• [Texte de la page]
-----

Depuis le mois de juillet, Bangkok est devenue la capitale d'un royaume sous haute tension politique. Les manifestants, en majorité étudiants, toujours plus nombreux et déterminés, réclament plus de démocratie. Les arrestations, elles, se multiplient.

"A bas la dictature!"

Mercredi 14 octobre, 10 000 habitants marchent vers "la Maison du gouvernement". Jeudi, 15 octobre, malgré l'interdiction de manifester, ils sont 3 à 5 000 sur le grand carrefour de Ratchaprasong, lieu emblématique de la contestation : la police est prise de court. Les arrestations sont parfois violentes. les manifestants scandent "Libérez nos amis", "A bas la dictature !

Leur signe de ralliement c'est le salut à trois doigts, bras tendu bien en l'air, avec seulement le pouce et le petit doigt repliés sur la paume de la main.

Ce salut apparaît en 2014, comme signe de défiance envers les militaires qui viennent de s'emparer du pouvoir à la faveur d'un coup d'État, et qui répriment la liberté d'expression. 

Les manifestants réclament d'abord la démission du Premier ministre Prayut Chan-o-cha, un général reconduit à son poste en 2019 à la faveur d'élections assez peu transparentes.

Ils demandent aussi une modification de la Constitution, très favorable à l'armée.

Réforme de la monarchie

Surtout, pour la première fois dans l'histoire du pays, les manifestants réclament une réforme de la monarchie. Or en Thaïlande, la royauté a toujours été un sujet tabou. Critiquer ou insulter le roi, notamment sur les réseaux sociaux, peut conduire en prison pour quinze ans. La loi de lèse-majesté y est l'une des plus sévères au monde.

-----

• [Consigne] Prolongez le texte sur les manifestations à Bangkok en rédigeant la suite qui vient après sa dernière phrase.

-----

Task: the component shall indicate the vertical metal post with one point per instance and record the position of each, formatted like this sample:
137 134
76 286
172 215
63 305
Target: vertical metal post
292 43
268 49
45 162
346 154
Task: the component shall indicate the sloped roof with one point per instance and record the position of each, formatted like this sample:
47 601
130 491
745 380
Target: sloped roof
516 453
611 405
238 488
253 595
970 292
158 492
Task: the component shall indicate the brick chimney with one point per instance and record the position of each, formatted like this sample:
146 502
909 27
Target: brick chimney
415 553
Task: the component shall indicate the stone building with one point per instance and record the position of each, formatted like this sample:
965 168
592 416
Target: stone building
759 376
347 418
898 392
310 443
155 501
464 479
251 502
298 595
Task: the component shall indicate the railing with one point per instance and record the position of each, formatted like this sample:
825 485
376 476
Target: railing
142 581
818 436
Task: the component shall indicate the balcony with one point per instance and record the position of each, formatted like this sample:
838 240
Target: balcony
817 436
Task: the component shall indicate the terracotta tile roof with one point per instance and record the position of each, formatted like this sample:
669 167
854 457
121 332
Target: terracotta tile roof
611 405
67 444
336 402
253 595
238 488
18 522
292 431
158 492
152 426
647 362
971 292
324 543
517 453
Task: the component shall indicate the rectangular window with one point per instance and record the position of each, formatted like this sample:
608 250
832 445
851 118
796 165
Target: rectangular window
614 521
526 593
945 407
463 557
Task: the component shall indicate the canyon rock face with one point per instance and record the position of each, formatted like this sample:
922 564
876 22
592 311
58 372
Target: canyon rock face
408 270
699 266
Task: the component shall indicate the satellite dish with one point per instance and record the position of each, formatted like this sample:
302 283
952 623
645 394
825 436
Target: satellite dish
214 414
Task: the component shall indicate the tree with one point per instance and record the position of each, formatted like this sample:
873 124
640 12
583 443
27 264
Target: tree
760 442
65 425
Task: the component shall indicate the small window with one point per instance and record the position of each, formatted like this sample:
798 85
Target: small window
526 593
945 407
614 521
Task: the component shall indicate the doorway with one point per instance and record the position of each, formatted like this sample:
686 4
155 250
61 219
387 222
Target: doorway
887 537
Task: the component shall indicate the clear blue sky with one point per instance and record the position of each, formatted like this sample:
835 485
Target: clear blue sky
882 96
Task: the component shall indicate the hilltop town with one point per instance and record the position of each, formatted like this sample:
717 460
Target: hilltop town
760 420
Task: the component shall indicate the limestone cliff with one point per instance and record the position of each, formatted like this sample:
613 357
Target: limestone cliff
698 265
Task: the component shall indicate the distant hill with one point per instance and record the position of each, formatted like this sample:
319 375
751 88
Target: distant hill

-----

• [Résultat de l'exercice]
La Thaïlande est habituée aux manifestations violentes: depuis la fin de la monarchie absolue, en 1932, le pays a connu 12 coups d'État conduits par des généraux soucieux de préserver leurs privilèges.

Mais la remise en cause de la monarchie est une contestation sans précédent. Mercredi, les manifestants ont même gêné physiquement le cortège du roi et de la reine en faisant le geste des trois doigts au passage de leur voiture. Or quand les membres de la famille royale passent, il faut normalement tout arrêter et se mettre à genou.

Le long du trajet, plusieurs milliers de partisans pro-royalistes, vêtus de jaune, la couleur du roi, s'étaient eux aussi rassemblés, pour saluer et soutenir le monarque. Des échauffourées ont eu lieu entre les deux camps.

Un décret d'urgence

En réaction à ces manifestations, le pouvoir serre la vis. Il a publié le 15 octobre un décret qui interdit tout rassemblement politique de plus de quatre personnes. Les manifestations sont jugées "contraires à la Constitution". Les "messages en ligne pouvant nuire à la sécurité nationale" sont également interdits.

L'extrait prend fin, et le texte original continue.